#### Work instructions
Pick up the text on interoperability conformance testing below after its last sentence and continue it in the same style.

Well defined conformance tests enable users to see if a given software module conforms to the interoperability specification. Testing occurs throughout the complete lifecycle of a software product, from prototype to product to installed system.
Prototype testing at Connectathons
Testing at organised events provides interface developers the opportunity to formally test their implementation against those of peer developers from other companies without revealing their implementation details. If a sufficient number of normalised profile based interoperability tests are performed with success, a test will be documented as passed. The results of test events may be published. This enables users to follow the growth of implementations of specific profiles over time, as more and more sucessful tests show up at periodic testing events. During development, implementers may already use test tools to ensure that components work together well, even in early stages of a project.

#### Material supplied
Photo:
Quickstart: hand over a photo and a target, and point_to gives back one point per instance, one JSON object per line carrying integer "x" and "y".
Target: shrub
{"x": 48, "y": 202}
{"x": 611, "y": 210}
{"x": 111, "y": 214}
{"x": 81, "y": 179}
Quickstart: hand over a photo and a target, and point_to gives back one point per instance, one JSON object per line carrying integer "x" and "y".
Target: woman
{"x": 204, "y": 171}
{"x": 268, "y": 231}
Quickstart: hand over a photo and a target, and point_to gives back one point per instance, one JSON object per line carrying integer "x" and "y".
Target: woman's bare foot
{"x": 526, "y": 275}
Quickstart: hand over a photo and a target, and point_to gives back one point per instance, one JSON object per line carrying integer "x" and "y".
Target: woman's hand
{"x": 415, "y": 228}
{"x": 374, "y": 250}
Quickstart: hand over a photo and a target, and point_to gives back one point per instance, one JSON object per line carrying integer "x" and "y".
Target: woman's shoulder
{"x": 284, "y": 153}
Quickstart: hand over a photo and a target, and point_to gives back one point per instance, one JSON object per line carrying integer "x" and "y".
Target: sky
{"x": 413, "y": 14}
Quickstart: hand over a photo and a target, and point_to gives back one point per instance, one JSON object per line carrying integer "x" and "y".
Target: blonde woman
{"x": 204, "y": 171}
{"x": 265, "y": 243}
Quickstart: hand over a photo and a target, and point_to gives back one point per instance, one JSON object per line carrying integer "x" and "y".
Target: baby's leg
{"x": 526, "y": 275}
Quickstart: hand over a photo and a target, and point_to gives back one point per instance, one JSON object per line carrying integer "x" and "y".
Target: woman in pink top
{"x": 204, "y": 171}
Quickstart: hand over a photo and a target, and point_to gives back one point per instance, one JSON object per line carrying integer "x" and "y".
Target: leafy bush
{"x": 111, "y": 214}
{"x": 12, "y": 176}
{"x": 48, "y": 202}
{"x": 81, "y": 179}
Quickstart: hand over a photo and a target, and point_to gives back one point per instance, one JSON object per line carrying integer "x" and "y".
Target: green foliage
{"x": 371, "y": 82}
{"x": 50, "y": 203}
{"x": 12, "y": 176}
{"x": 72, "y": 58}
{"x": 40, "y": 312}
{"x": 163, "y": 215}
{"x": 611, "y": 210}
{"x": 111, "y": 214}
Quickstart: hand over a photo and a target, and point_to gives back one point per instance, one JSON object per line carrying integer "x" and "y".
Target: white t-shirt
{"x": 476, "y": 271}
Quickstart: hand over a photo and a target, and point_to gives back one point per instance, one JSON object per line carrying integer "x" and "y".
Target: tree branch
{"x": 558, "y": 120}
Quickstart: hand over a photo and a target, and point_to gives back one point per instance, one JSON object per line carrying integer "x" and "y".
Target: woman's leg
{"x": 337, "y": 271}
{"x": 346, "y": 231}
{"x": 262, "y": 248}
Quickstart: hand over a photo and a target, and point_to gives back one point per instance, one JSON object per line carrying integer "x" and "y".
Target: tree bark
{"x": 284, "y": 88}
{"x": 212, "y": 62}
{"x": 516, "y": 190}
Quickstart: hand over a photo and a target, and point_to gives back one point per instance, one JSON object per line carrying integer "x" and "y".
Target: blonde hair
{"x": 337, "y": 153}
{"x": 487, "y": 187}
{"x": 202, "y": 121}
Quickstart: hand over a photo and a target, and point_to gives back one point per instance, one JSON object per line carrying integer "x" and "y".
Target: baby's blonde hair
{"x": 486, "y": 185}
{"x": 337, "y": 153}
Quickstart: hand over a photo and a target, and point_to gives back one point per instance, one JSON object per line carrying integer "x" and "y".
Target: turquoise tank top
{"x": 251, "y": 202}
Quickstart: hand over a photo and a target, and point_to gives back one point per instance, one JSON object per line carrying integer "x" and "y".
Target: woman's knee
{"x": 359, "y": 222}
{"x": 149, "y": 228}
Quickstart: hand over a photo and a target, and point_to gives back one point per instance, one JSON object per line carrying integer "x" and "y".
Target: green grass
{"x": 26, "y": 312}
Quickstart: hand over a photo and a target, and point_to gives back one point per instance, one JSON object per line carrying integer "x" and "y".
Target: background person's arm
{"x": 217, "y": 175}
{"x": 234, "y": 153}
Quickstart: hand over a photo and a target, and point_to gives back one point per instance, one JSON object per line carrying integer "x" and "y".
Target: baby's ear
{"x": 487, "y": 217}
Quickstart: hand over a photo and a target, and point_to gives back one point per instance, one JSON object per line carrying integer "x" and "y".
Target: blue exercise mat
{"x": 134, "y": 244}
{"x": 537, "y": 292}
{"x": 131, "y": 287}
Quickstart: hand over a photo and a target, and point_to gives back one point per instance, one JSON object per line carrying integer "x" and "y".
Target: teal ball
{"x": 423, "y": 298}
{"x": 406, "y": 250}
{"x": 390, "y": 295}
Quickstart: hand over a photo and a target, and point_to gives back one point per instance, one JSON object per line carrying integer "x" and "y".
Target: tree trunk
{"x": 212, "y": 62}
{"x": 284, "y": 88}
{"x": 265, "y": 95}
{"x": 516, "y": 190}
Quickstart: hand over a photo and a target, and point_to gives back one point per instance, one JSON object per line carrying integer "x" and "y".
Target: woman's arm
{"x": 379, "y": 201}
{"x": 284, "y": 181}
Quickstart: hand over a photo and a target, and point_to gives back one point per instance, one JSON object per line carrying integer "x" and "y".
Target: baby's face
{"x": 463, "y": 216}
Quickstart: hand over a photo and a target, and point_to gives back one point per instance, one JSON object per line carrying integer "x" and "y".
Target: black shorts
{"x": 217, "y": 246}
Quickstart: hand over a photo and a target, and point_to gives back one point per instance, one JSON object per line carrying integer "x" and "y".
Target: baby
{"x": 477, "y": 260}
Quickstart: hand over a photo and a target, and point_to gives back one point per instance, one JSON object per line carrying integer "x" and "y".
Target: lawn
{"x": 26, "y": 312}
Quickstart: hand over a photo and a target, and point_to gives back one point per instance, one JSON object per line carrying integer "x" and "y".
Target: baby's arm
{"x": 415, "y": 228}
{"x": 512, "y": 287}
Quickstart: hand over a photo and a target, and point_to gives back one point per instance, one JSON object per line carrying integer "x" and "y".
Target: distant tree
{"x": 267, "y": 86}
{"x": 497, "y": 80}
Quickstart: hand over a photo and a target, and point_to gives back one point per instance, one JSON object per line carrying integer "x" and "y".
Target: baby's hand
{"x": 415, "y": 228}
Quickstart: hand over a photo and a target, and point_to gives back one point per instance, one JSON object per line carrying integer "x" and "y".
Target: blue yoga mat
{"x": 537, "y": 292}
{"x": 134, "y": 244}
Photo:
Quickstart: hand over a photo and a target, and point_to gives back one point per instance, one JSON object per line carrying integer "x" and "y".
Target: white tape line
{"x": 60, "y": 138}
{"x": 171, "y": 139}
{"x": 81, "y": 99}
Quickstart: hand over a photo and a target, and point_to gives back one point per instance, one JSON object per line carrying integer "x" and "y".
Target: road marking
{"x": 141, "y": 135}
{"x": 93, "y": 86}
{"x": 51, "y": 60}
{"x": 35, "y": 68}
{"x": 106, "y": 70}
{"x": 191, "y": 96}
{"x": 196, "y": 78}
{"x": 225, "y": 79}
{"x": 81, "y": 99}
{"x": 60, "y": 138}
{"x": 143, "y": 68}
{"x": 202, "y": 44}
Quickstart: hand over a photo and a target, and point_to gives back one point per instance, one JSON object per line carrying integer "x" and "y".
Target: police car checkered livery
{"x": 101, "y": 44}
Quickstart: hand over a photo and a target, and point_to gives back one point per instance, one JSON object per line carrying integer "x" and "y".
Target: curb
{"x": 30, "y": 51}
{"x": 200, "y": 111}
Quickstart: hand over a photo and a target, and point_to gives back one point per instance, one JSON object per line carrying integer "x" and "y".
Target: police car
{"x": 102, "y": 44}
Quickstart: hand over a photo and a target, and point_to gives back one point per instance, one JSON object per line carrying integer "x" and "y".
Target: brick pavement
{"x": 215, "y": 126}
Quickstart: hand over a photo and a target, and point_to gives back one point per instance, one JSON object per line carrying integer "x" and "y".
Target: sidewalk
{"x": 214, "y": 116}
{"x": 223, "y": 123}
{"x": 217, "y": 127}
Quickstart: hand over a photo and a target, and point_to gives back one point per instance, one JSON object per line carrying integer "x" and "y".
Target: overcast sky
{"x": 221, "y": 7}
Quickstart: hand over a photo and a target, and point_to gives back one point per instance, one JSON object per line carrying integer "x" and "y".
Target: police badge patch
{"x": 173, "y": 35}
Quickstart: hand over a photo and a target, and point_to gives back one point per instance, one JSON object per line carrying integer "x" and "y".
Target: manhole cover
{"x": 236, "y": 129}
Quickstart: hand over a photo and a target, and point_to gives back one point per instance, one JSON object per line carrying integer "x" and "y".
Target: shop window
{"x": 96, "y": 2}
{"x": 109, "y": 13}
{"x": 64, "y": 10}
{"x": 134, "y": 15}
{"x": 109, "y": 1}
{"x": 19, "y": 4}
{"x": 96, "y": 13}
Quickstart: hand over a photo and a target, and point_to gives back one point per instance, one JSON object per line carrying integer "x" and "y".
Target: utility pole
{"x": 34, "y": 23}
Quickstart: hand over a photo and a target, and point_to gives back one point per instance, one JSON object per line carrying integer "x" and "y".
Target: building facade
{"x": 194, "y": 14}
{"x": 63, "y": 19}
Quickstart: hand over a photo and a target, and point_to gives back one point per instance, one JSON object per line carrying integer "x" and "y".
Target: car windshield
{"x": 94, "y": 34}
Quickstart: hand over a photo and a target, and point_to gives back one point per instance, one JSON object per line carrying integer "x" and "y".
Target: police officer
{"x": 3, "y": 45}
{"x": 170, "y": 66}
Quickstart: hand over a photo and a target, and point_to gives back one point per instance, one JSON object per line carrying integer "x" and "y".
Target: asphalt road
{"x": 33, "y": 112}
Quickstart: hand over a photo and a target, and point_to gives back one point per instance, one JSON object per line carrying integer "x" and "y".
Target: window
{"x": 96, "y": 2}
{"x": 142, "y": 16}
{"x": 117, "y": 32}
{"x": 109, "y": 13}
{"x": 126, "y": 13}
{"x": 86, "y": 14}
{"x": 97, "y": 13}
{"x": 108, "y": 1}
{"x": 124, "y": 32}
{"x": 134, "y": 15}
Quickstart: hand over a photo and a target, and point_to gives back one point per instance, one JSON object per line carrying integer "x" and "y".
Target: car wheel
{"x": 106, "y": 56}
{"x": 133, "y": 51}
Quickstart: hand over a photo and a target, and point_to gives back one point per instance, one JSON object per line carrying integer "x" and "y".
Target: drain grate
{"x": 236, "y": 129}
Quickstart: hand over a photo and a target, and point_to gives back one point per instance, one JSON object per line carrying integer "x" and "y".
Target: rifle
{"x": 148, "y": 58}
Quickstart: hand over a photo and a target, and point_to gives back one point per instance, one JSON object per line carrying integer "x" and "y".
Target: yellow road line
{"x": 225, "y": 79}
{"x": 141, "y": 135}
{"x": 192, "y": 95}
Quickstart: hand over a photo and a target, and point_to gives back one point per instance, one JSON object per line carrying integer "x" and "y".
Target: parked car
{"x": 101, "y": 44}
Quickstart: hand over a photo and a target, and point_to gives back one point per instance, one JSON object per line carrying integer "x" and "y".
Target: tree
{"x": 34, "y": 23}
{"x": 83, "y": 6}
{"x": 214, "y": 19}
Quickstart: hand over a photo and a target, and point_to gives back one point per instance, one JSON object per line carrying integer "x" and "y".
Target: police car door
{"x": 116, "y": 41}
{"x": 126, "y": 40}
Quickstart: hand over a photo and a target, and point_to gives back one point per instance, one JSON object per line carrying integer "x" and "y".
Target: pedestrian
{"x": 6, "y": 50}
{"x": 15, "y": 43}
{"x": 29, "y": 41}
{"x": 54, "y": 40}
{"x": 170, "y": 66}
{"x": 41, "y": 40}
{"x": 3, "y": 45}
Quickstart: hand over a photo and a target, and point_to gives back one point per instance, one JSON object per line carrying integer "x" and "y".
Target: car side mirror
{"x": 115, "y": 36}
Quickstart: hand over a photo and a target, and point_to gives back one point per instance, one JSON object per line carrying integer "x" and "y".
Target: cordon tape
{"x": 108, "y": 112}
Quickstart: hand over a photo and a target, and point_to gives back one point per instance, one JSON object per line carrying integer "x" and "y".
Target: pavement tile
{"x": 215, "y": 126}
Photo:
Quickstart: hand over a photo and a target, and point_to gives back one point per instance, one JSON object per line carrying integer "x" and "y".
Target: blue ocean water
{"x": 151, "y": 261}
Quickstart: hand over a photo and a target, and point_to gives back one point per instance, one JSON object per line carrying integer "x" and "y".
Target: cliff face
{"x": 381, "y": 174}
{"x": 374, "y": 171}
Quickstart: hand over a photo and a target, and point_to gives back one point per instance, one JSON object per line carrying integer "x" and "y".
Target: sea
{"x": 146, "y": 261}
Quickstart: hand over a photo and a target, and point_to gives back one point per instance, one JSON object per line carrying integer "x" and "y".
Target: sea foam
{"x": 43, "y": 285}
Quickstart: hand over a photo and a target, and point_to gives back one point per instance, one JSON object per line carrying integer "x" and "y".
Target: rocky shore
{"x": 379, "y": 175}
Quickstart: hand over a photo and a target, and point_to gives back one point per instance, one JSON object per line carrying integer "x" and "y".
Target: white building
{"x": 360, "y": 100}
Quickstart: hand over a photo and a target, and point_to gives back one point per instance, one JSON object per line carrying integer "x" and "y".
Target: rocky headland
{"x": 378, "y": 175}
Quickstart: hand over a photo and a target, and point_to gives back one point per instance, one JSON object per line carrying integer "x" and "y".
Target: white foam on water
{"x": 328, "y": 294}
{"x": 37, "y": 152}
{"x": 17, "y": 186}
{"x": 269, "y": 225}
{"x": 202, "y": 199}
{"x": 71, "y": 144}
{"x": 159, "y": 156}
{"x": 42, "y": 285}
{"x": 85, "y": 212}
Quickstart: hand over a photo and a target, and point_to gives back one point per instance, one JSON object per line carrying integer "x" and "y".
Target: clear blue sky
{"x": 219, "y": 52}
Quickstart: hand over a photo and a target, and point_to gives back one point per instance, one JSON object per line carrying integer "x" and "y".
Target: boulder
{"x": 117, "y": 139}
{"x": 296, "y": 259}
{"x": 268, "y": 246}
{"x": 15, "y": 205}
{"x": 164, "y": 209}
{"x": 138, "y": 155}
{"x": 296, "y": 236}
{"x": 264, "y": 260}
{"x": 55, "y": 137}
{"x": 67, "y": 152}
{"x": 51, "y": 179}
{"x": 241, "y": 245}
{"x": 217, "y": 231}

#### Response box
IHE Connectathons (go here for the full story) provide a detailed implementation and testing process to enable the adoption of standards-based interoperability by vendors and users of healthcare information systems. During a Connectathon systems exchange information with corresponding systems in a structured and supervised peer-to-peer testing environment, performing transactions required for the roles (IHE actors) they have selected to perform in carefully defined interoperability use cases (IHE profiles).
Connectathons are held annually in Asia, Europe and North America. Thousands of vendor-to-vendor connections are tested each year. The results of testing are published in the Connectathon Results Database. The advanced browsing view e.g. enables you to see a record of testing for the XDSb profile (select Cross Enterprise Clinical Documents Share XDSb as integration profile), which companies (select "All companies" for columns) has tested over the history of Connectathons (select "all Connectathons" for rows).
The IHE Gazelle test platform (see the local instance at UAS Technikum Wien) supports formal testing at IHE Connectathons.
The planned IES implementation conformity test events will be comparable to IHE connectaton.
Testing also helps both vendors and users: During procurement buyers refer to specific profiles as needed. Vendors then develop and certify software modules as specified. At the time of installation, the effort for system integration decreases dramatically.
IHE has established the IHE Conformity Assessment Scheme (CAS) to certify specific products for conformance to IHE profiles. The test methods that will be developed by the IES project may also in the future be used for similar purposes.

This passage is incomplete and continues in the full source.